— Start RECORDS PROVIDED —

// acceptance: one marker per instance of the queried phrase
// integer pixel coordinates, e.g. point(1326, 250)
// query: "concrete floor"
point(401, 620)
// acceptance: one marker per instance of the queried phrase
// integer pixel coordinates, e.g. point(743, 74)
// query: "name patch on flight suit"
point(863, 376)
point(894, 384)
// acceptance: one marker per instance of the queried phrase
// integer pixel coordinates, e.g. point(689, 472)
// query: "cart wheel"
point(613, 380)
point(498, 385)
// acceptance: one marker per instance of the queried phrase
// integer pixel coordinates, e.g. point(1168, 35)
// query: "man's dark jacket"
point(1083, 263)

— End RECORDS PROVIDED —

| WHAT IS EXPECTED |
Arrange the lines above into a Markdown table with two columns, Row and Line. Number each row in order and omit any blank lines.

| ANSWER FOR THE TASK |
| Row | Line |
|---|---|
| 1 | // acceptance: one marker per instance of the queried phrase |
| 2 | // integer pixel coordinates, e.g. point(1326, 250) |
| 3 | // query: "concrete floor" |
| 4 | point(401, 620) |
| 5 | // acceptance: one marker per instance of the queried phrase |
| 6 | // integer pixel coordinates, e.g. point(743, 74) |
| 7 | // query: "name patch on flight suit" |
| 8 | point(863, 376) |
| 9 | point(894, 384) |
| 10 | // acceptance: one marker per instance of the queried phrase |
| 11 | // integer pixel coordinates, e.g. point(689, 472) |
| 12 | // query: "cart wheel" |
| 13 | point(613, 380) |
| 14 | point(498, 385) |
| 15 | // acceptance: one marker per instance of the queried phrase |
| 16 | // integer pixel coordinates, e.g. point(1168, 35) |
| 17 | // query: "man's dark jacket" |
| 18 | point(1083, 263) |